### [What needs to be done]
Collect each line below that contains the word "medal".

== Provided data

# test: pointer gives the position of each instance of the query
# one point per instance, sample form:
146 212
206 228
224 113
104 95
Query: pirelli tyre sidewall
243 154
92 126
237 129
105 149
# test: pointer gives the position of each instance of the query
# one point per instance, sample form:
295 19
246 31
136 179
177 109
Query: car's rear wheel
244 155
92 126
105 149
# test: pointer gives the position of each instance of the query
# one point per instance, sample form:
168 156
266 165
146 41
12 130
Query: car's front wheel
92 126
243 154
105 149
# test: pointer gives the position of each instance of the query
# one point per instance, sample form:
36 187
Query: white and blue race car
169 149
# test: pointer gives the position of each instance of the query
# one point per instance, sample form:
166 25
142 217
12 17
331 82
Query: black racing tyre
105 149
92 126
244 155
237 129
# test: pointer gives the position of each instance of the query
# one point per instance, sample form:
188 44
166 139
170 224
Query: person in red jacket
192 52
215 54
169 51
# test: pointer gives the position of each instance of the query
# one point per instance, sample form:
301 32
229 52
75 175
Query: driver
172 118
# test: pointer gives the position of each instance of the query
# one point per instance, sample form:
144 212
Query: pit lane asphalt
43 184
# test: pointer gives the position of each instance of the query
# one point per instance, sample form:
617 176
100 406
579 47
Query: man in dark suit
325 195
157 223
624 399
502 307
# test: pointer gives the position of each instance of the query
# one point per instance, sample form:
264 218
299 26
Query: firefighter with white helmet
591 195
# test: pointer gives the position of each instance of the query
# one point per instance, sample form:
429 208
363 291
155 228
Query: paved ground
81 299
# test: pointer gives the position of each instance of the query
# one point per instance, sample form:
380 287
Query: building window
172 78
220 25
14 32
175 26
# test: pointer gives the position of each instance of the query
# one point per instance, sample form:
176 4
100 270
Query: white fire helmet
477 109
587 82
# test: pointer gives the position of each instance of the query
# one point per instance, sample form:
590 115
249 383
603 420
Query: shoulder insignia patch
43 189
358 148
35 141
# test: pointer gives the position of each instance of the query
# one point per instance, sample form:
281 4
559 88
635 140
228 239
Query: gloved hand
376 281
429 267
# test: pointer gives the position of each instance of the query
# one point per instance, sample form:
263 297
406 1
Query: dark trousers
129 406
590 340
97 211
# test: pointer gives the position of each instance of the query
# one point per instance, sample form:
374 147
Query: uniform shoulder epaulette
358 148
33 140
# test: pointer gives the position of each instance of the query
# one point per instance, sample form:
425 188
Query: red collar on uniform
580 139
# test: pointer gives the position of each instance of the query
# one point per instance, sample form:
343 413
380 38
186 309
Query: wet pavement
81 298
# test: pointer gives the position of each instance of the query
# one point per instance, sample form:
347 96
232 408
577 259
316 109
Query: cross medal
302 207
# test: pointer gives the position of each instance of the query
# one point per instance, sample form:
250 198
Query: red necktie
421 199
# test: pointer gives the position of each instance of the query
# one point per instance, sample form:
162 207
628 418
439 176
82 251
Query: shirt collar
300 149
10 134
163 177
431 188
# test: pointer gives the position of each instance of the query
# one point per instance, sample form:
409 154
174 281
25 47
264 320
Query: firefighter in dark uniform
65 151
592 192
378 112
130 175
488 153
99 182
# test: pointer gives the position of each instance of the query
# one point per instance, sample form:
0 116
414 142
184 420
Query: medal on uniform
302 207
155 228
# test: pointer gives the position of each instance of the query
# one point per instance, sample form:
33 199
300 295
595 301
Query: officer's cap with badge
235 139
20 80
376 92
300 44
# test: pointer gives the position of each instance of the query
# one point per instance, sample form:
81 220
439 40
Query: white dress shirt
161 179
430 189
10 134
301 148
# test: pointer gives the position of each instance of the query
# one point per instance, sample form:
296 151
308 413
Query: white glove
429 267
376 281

====

### [Output below]
Query: cross medal
Query: medal on uniform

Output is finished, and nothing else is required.